Investors are expecting a more volatile and less liquid period, the latest fund flow data suggests. In the wake of September’s liability-driven investment (LDI) crisis, money market funds reported strong inflows as they built up their cash buffers, according to Lipper Refinitiv. During October, more than €125.2bn (£109.5bn) was invested in such funds.

This trend has also been picked up by the European Fund and Asset Management Association (Efama), which registered €124bn (£108.5bn) in inflows into money market funds during that month. Throughout the period, long-term Ucits funds reported €53bn (£46bn) in outflows across equities, bonds and multi-asset funds, Efama reports. The trend towards liquid assets suggests that UK institutional investors, in particular, are building up cash reserves in anticipation of further margin calls on their derivative positions.

Inflows into money market funds reversed slightly in December as investors moved close to £7bn out of money market funds, but they remain risk-on as UK equity funds continue to report outflows.

This shift comes as yields on long-dated government bonds have stabilised since September’s turmoil. By the end of January, the yield on 30-year gilts stood at 3.8%, compared to its 4.99% peak in September.

The outlook for the pound has also improved. Deutsche Bank, which just four months ago described Britain as a quasi- emerging market, now predicts the pound to stabilise to £1.28 against the dollar by the end of the year, a factor which could help bolster the relative size of investors’ currency reserves.

But caution is not limited to the UK. In the US, institutional investors are sitting on more than $3trn (£2.4trn) of money market assets. This has helped to make such funds worth $4.8trn (£3.88trn), the highest level since the outbreak of the Covid pandemic in Spring 2020, according to the Investment Company Institute.

This suggests that while British investors might have gained some reprieve from the liquidity strains of last year’s bond market crisis, they are bracing themselves for a more volatile, less liquid market environment as central banks embark on monetary tightening.

EXCERPTED DATA:
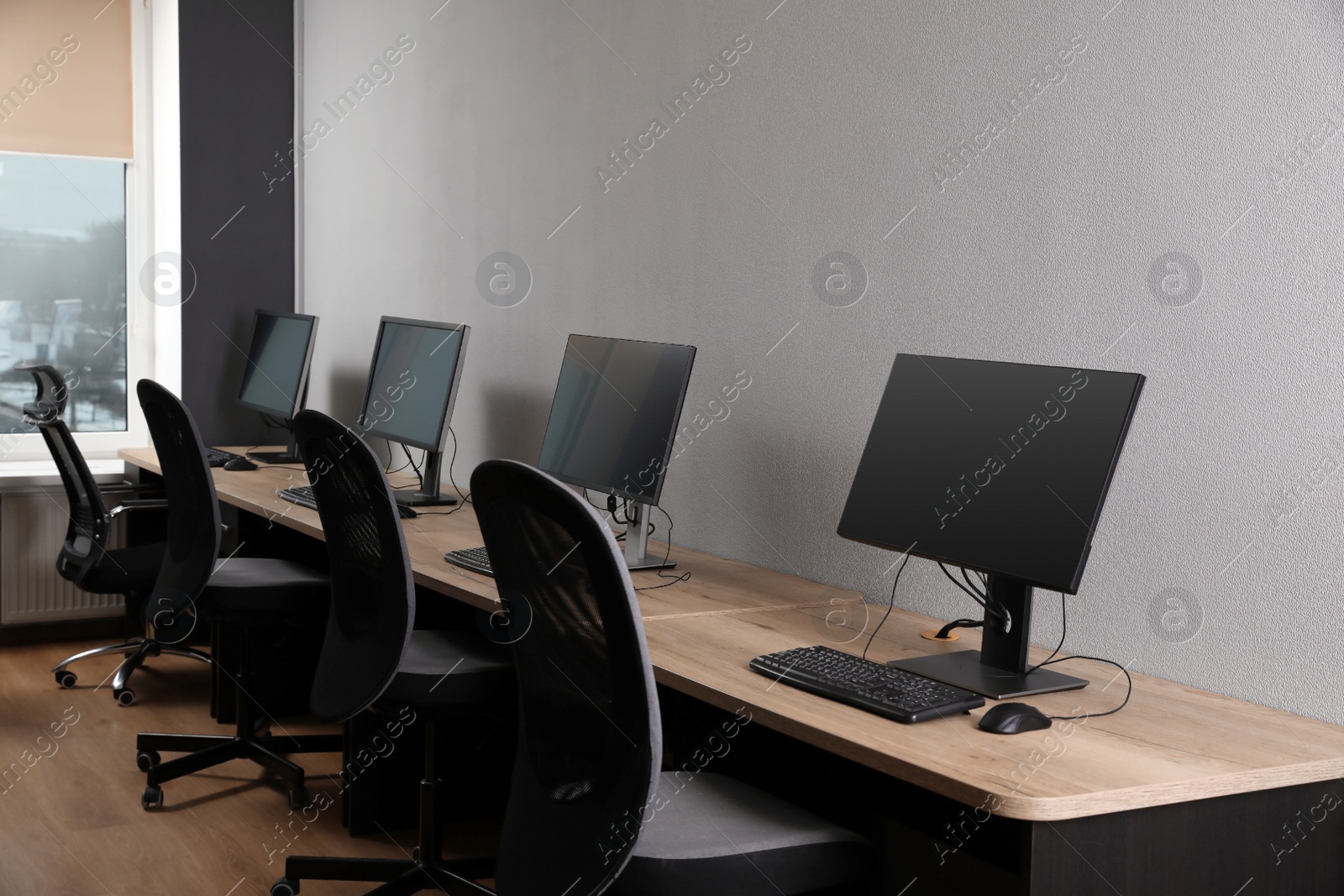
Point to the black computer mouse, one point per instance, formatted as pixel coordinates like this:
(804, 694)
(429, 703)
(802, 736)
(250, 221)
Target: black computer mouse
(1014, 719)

--

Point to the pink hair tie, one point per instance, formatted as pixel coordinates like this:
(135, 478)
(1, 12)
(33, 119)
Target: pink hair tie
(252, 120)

---

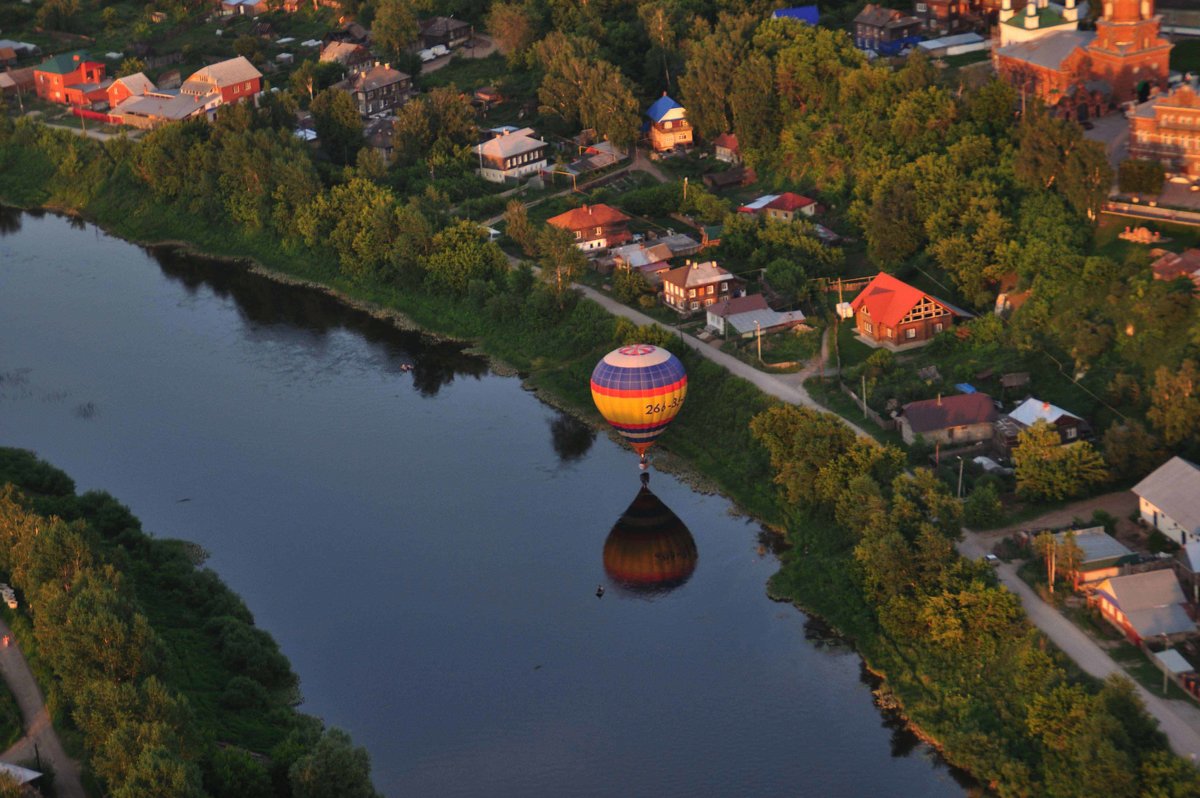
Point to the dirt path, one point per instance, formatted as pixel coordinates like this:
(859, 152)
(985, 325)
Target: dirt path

WORK INSTRUCTION 1: Which organizations does the fund flows text name?
WORK INSTRUCTION 2: According to the fund flows text, what was the yield on 30-year gilts at the end of January?
WORK INSTRUCTION 3: Copy the part of the fund flows text between "Inflows into money market funds reversed" and "investors’ currency reserves.", inclusive.

WRITTEN REPLY 1:
- Lipper Refinitiv
- European Fund and Asset Management Association (Efama)
- Deutsche Bank
- Investment Company Institute

WRITTEN REPLY 2: It stood at 3.8%.

WRITTEN REPLY 3:
Inflows into money market funds reversed slightly in December as investors moved close to £7bn out of money market funds, but they remain risk-on as UK equity funds continue to report outflows.

This shift comes as yields on long-dated government bonds have stabilised since September’s turmoil. By the end of January, the yield on 30-year gilts stood at 3.8%, compared to its 4.99% peak in September.

The outlook for the pound has also improved. Deutsche Bank, which just four months ago described Britain as a quasi- emerging market, now predicts the pound to stabilise to £1.28 against the dollar by the end of the year, a factor which could help bolster the relative size of investors’ currency reserves.